* Task input:
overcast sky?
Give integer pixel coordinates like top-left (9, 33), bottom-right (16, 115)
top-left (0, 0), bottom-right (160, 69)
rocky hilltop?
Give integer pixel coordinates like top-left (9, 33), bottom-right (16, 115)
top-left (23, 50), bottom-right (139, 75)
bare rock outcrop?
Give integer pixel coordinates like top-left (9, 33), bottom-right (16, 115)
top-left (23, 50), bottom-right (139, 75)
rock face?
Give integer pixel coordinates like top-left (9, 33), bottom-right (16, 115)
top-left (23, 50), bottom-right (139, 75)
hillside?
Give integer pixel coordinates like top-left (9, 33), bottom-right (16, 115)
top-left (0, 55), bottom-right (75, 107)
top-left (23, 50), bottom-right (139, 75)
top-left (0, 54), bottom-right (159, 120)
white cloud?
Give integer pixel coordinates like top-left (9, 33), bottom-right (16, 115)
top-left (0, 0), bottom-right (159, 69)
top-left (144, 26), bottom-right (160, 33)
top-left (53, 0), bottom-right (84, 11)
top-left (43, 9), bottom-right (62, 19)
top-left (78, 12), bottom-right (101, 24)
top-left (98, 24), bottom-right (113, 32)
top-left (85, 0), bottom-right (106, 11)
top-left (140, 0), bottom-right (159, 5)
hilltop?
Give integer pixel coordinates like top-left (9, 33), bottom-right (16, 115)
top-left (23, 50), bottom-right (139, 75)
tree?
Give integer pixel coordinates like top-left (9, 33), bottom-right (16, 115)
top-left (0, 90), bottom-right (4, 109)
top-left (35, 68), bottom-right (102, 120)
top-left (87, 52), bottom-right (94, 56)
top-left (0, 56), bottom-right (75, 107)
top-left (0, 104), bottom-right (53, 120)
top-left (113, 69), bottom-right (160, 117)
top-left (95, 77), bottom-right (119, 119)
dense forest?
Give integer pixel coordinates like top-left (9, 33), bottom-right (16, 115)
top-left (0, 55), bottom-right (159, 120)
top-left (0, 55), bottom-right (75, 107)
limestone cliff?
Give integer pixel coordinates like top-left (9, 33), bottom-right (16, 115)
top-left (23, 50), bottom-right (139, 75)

* Assigned task:
Return all of the entries above exactly as they stand.

* Solution for this task:
overcast sky?
Give integer pixel coordinates like top-left (9, 33), bottom-right (16, 115)
top-left (0, 0), bottom-right (160, 69)
rocky hilltop?
Give integer pixel coordinates like top-left (9, 33), bottom-right (16, 115)
top-left (23, 50), bottom-right (139, 75)
bare rock outcrop?
Give integer pixel coordinates like top-left (9, 33), bottom-right (16, 115)
top-left (23, 50), bottom-right (139, 75)
rock face?
Give integer pixel coordinates like top-left (9, 33), bottom-right (16, 115)
top-left (23, 50), bottom-right (139, 75)
hillside?
Give integer pixel coordinates like top-left (9, 33), bottom-right (16, 115)
top-left (0, 55), bottom-right (75, 107)
top-left (23, 50), bottom-right (139, 75)
top-left (0, 54), bottom-right (159, 120)
white cloud?
Give integer pixel coordinates like top-left (9, 33), bottom-right (16, 115)
top-left (0, 0), bottom-right (159, 69)
top-left (144, 26), bottom-right (160, 33)
top-left (53, 0), bottom-right (84, 11)
top-left (43, 9), bottom-right (62, 19)
top-left (78, 12), bottom-right (101, 24)
top-left (98, 24), bottom-right (113, 32)
top-left (85, 0), bottom-right (106, 11)
top-left (140, 0), bottom-right (159, 5)
hilltop?
Give integer pixel coordinates like top-left (9, 33), bottom-right (16, 115)
top-left (23, 50), bottom-right (139, 75)
tree?
Give integer pixel coordinates like top-left (9, 33), bottom-right (16, 115)
top-left (0, 90), bottom-right (4, 109)
top-left (35, 68), bottom-right (102, 120)
top-left (87, 52), bottom-right (94, 56)
top-left (0, 56), bottom-right (75, 107)
top-left (0, 104), bottom-right (53, 120)
top-left (113, 69), bottom-right (160, 117)
top-left (95, 77), bottom-right (119, 119)
dense forest?
Give integer pixel coordinates like top-left (9, 33), bottom-right (16, 115)
top-left (0, 55), bottom-right (159, 120)
top-left (0, 55), bottom-right (75, 107)
limestone cliff?
Give integer pixel coordinates like top-left (9, 33), bottom-right (16, 115)
top-left (23, 50), bottom-right (139, 75)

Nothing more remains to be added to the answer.